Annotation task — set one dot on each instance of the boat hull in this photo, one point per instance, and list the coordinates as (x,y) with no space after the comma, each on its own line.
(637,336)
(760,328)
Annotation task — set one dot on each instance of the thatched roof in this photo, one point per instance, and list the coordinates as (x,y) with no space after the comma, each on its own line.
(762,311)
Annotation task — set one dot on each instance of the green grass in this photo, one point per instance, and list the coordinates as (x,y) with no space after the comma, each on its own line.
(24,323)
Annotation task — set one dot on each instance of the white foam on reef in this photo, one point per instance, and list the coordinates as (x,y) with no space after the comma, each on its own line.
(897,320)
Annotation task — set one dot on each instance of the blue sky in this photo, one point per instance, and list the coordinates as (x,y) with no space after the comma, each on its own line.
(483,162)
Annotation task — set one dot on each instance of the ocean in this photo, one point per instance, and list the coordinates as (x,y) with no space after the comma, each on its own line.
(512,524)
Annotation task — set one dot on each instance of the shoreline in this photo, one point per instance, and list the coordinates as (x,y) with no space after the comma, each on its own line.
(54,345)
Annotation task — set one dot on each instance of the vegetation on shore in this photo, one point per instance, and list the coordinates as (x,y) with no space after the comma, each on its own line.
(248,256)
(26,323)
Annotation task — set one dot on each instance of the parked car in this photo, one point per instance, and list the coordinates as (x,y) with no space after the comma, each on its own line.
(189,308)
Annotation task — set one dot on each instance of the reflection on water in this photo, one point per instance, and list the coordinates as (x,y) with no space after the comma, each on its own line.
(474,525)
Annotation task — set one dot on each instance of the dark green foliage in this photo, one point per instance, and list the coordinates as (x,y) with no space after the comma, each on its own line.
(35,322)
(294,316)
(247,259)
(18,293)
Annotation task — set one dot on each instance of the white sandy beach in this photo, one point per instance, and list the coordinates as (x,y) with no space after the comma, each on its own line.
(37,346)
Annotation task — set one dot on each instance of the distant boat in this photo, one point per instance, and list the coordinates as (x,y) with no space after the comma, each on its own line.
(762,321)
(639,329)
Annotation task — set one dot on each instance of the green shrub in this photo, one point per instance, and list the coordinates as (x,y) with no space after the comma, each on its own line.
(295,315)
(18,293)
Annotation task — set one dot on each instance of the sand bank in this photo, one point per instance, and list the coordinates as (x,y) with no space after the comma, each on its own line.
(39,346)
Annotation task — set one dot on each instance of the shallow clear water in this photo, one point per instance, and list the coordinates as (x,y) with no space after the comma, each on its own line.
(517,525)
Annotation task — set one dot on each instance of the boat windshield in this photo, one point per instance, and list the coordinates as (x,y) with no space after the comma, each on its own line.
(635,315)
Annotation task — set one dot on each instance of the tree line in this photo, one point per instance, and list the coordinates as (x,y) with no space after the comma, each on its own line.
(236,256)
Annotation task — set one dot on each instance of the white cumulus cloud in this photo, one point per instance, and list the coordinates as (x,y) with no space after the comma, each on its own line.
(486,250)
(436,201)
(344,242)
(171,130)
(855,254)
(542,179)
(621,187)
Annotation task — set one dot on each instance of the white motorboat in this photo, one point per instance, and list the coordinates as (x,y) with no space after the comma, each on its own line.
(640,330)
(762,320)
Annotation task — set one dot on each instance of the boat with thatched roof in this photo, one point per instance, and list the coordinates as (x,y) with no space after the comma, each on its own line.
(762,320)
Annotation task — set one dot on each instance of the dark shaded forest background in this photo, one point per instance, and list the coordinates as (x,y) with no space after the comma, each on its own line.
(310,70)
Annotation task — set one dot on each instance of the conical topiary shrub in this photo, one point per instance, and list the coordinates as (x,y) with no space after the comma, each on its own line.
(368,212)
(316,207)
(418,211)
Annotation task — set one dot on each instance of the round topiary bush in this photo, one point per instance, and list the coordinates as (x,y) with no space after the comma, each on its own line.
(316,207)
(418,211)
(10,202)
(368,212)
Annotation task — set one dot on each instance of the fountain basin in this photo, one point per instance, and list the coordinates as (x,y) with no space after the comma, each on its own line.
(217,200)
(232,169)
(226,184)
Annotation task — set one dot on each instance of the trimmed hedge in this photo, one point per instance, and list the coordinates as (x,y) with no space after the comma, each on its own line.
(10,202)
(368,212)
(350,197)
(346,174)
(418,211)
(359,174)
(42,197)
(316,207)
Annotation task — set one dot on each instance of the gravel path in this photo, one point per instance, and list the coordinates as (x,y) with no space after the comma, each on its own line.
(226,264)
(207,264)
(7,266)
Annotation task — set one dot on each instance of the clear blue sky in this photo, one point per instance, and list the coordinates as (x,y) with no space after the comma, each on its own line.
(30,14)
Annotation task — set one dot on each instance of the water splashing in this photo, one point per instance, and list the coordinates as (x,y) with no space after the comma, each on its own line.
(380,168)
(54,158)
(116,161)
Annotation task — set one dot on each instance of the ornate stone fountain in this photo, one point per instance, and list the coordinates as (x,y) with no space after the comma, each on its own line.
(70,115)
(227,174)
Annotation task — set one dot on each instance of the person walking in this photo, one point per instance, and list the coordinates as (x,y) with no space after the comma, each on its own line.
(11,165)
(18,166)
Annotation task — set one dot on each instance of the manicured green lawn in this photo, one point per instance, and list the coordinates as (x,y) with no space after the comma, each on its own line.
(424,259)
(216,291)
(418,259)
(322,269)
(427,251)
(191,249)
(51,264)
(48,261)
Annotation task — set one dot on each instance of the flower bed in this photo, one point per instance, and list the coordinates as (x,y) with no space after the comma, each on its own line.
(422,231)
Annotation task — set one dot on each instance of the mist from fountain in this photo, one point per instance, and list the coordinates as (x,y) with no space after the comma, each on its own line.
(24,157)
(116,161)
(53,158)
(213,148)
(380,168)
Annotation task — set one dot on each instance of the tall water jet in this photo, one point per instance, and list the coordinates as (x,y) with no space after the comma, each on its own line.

## [EXERCISE PROMPT]
Go through the records and print each one exactly.

## [SOLUTION FOR THIS PROBLEM]
Annotation task — set one dot on each instance of the boat hull in this photo, one point per instance, and list the coordinates as (x,y) with no space after the comma, each on its own line.
(637,336)
(760,328)
Annotation task — set one dot on each instance of the thatched roof in this photo, one point per instance, and list the coordinates as (x,y) with no space after the comma, each on its own line.
(762,311)
Annotation task — set one dot on each instance of the green grass in this photo, one point per instance, and list the coordinates as (x,y) with no space after the comma, each on its own line.
(24,323)
Annotation task — set one dot on each instance of the white foam on reef in this photo, one point per instance, and list the coordinates as (x,y) with no space after the comma, each on its own line.
(897,320)
Annotation task — set one dot on each instance of the blue sky in this photo, one point per instance, and list the coordinates as (x,y) with no space after the comma, each on its own line.
(483,162)
Annotation task — set one dot on each instance of the ocean in this photo, one point per instance, and list the coordinates as (x,y) with no space after the comma, each on its own line.
(512,524)
Annotation task — set one dot on each instance of the shoreline in this photo, one point per instance, and list the coordinates as (x,y) with no space after the comma, each on its own line.
(54,345)
Annotation task — set one dot on each instance of the vegetation on shore in this photo, one point per instance, and list the coordinates as (x,y) with no space after the comma, each on its own line.
(248,256)
(26,323)
Annotation task — set one dot on each instance of the parked car in this photo, one point per instance, and list the coordinates as (x,y) with no space after the comma, each on its own line.
(189,308)
Annotation task — set one dot on each instance of the reflection on water in this photo, one point per instance, and list the coordinates as (x,y) with no space after the comma, each on its own line.
(474,525)
Annotation task — set one dot on each instance of the dark green foliage in this photo, one point per instance, and list the coordinates as (x,y) with no space after the comma, each on its own line.
(35,322)
(294,316)
(247,259)
(18,293)
Annotation task — set one dot on each instance of the white sandy beach in this photo, one point per instance, and list the coordinates as (x,y) with no space after the comma, each on its own line.
(37,346)
Annotation task — set one dot on each instance of the distant boat in this photo, one point per instance, and list the coordinates as (x,y) with no space after the comma, each on its own line.
(762,321)
(639,329)
Annotation task — set one dot on each instance of the green shrub in this photo, one point per instance, and list the coordinates as (x,y) with no space after the comma, each on its own line.
(295,315)
(18,293)
Annotation task — set one dot on each instance of the sand bank in this photo, one point per instance, and list the coordinates as (x,y) with no space after the comma, each on its own line.
(39,346)
Annotation task — set one dot on each instance of the shallow clear water in this photo, one point per instance, and list the coordinates as (x,y) with no space after the comma, each on its own line.
(517,525)
Annotation task — set one dot on each instance of the boat windshield in this photo, one point per instance, and list the coordinates as (x,y) with no space after the comma, each on its own line.
(635,315)
Annotation task — set one dot on each instance of the tree line in this photo, one point per instance, and list the coordinates as (x,y) with no space after the comma, each on its own line.
(236,256)
Annotation task — set one dot on each instance of the white cumulus cloud in this photo, one point per instance, and list the coordinates as (x,y) with no space after the comma, each on its own line.
(486,250)
(436,201)
(344,242)
(171,130)
(855,254)
(542,179)
(621,187)
Annotation task — set one dot on each instance of the white motorboat in this photo, one point per instance, and list the coordinates as (x,y) with no space after the comma, each on its own line.
(640,330)
(762,320)
Annotation task — set one dot on each instance of the boat with thatched roof in this photo, one point per instance, and list the coordinates as (x,y) with no space after the comma, each on its own line.
(762,320)
Annotation task — set one dot on each instance of the dark shaded forest background in this photo, one point per instance, and list the coordinates as (x,y) with no space after the comma, each on its own line.
(310,70)
Annotation task — set one dot on each instance of the conical topiary shrub in this photo, one point per instance, and list the coordinates as (x,y) with no space after the comma, each on its own line.
(368,212)
(316,207)
(418,211)
Annotation task — set one dot on each instance of the round topiary bush in this photo, one point per instance, and list the coordinates as (x,y) with no space after the comma, each on its own line.
(316,207)
(418,211)
(10,202)
(368,212)
Annotation task — set one dot on each instance of the fountain basin in this photo, one point per instance, and list the coordinates as (x,y) with no space after the comma, each on its own line.
(217,200)
(232,169)
(226,184)
Annotation task — set one dot on each instance of the trimmed hedge in this photo, one point per instance, and list the coordinates as (x,y) with no space after the comma, each on its own line.
(10,202)
(368,212)
(350,197)
(346,174)
(418,211)
(359,174)
(42,197)
(316,207)
Annotation task — set one dot on each instance of the gravel path in this photo, one point per instance, and list the coordinates as (x,y) with no space after the comma, each on its own line.
(226,264)
(207,264)
(7,266)
Annotation task — set one dot on each instance of the clear blue sky in this photo, one point per instance, and list the coordinates as (x,y) with no space after the comma, each on its own line.
(30,14)
Annotation task — set one dot on each instance of the water splashing in this photo, one point per instance, and list the coordinates as (x,y) with no space after the comma, each on its own line.
(380,168)
(54,158)
(116,161)
Annotation task — set one dot on each instance of the ornate stone fountain in this photo, one point per instance, and list the coordinates as (x,y) with no space after the comma, each on its own line.
(70,115)
(227,174)
Annotation task — set one dot on each instance of the person walking in this photo, one point per instance, and list the coordinates as (x,y) with no space after the comma, each on its own line.
(11,165)
(18,166)
Annotation task — set one dot on each instance of the manicured green lawn in this photo, one point per instance, and list the coordinates as (x,y) with no space after the comma, each on its own line.
(424,259)
(216,291)
(418,259)
(322,269)
(427,251)
(191,249)
(51,264)
(48,261)
Annotation task — set one dot on each instance of the flower bed in this photo, one point per instance, and list the coordinates as (x,y) with no space after the comma, each on its own line.
(422,231)
Annotation task — set one dot on each instance of the mist from fountain in this photo, one point per instance, and list the coordinates as (x,y) with no space after the comma, each on its own line.
(24,157)
(116,161)
(53,158)
(213,148)
(380,168)
Annotation task — set one dot on each instance of the tall water jet in this photo, one point per instance, and list the coordinates as (x,y) with no space after the comma, each on its own line.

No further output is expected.